GLAM-ROCK& POST-PUNK

Danse et théâtre contemporain s'inspirent largement de la scène rock et post-punk. Ni « récup », ni nostalgie. Plutôt irrévérence et nouvelles fantasmagories.
Revue de détail.



L'univers rock déborde largement des scènes musicales. Le rock et le post-punk électro jouent franc jeu. La proposition de Gildas Milin (L'homme de février, en création à Bourges] évoque la scène pop/rock et le destin schizo et ravagé par les médocs d'une de ses étoiles, tandis que celle de Mario Batista (Erma et moi, en création à Corps de texte, à Rouen] invente la comédie musicale punk pour mieux décharger la tension qui affleure dans le drame contemporain d'Erma, devenue machine.

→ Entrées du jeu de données

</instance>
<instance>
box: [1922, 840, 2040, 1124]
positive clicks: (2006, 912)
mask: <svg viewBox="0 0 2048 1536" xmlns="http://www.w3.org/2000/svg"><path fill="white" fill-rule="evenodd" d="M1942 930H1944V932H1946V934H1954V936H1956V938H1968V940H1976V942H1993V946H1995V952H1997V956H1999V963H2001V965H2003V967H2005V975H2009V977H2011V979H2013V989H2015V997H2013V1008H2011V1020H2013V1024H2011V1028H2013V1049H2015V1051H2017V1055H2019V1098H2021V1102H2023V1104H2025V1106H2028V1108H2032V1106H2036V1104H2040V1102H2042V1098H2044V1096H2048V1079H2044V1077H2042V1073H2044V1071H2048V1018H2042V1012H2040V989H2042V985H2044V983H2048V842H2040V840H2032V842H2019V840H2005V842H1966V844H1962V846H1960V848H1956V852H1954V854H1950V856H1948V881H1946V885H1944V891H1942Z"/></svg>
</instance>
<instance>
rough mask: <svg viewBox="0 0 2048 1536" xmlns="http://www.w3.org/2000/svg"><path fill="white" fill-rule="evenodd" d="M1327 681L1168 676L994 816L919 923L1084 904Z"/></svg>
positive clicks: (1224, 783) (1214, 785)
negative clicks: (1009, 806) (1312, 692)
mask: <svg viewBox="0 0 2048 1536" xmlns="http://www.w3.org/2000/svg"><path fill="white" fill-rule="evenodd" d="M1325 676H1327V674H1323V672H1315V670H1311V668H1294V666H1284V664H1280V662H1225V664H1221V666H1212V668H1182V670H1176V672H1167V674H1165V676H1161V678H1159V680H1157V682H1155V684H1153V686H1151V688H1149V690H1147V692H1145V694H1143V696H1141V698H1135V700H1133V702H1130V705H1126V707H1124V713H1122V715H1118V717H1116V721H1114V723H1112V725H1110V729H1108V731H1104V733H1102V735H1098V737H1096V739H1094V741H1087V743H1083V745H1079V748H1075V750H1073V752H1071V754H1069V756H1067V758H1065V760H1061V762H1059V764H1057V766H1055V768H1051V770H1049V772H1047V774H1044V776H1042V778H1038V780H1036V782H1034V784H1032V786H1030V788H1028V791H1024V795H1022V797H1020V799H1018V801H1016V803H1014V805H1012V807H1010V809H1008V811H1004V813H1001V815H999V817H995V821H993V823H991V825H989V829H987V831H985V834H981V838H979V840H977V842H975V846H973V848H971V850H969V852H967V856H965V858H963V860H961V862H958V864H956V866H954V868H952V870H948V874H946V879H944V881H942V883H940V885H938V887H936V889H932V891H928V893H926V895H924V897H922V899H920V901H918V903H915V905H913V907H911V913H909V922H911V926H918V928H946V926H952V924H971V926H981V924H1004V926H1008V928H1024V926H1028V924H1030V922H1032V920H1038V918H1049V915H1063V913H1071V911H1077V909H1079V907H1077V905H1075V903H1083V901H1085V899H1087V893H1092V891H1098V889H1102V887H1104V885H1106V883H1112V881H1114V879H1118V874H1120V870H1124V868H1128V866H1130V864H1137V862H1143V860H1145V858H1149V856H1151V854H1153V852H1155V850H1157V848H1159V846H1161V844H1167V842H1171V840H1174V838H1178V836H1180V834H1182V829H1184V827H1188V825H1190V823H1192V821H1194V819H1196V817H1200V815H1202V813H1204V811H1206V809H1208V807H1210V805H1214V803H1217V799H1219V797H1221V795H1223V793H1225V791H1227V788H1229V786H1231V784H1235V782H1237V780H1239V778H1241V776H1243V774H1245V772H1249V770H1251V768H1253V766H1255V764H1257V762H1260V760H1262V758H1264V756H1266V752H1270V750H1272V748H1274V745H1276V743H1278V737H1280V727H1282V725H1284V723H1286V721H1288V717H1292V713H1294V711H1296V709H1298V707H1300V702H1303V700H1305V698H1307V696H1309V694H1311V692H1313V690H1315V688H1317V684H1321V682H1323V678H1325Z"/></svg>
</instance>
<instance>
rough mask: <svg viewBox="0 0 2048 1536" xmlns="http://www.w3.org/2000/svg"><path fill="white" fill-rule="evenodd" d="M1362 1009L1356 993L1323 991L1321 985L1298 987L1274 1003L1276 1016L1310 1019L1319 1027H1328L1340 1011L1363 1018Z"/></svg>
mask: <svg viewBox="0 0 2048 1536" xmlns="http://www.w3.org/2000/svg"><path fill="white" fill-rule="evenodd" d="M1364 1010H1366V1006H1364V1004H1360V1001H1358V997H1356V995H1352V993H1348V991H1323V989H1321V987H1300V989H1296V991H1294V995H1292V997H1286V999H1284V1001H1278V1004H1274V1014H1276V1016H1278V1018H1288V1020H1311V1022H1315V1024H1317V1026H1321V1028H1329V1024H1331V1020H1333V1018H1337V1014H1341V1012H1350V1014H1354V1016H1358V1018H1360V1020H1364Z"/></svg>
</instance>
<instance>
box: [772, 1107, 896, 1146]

→ CONSIGNE A
Indiquez si chacune des affirmations suivantes concorde avec le texte sur le rock et le post-punk, en répondant par oui ou par non et en citant mot pour mot le passage décisif. (i) Le texte présente l'influence du rock sur la danse et le théâtre contemporain comme de la nostalgie. (ii) La proposition de Mario Batista est en création à Rouen. (iii) La proposition de Gildas Milin évoque la scène pop/rock.
→ CONSIGNE B
Rédigez, en un paragraphe, la suite du texte sur le rock et le post-punk dans la danse et le théâtre, à partir de la fin de sa dernière phrase.

→ RÉPONSE A
(i) Non : « ni nostalgie ».
(ii) Oui : « en création à Corps de texte, à Rouen ».
(iii) Oui : « évoque la scène pop/rock ».

→ RÉPONSE B
Léthargie des corps
Le rock et le post-punk comme dernier avatar décomplexé et impulsif dans un monde normé et scientiste. Pourquoi pas ? Mais le son rock, volume saturé, énergie électrique, rythmique basique, interroge. Directement avec la chorégraphe Fabienne Compet (No, no, no repris aux Antipodes, à Brest] pour qui le son et l'image rock ne laissent pas le corps indemne. Indirectement avec Christian Rizzo (Jusqu'à la dernière minute, on a espéré que certains n'iraient pas, en création aux Antipodes), qui associe à l'énergie de l'électro-rock la léthargie des corps suivant des rituels éclatants. Les propositions de Rizzo sont le plus souvent des objets rock et plastiques super efficaces, comme peuvent l'être certaines pièces de Gisèle Vienne, chorégraphe aux influences punks avérées.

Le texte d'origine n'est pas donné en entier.